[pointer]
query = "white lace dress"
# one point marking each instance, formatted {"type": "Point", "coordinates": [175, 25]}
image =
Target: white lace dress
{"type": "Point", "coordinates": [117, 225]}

-=-=-

WORK TO COMPLETE —
Everything in the listing should be transcribed exactly.

ANSWER BOX —
[pointer]
query = "white lace dress"
# one point marking each instance, formatted {"type": "Point", "coordinates": [175, 25]}
image =
Target: white lace dress
{"type": "Point", "coordinates": [117, 225]}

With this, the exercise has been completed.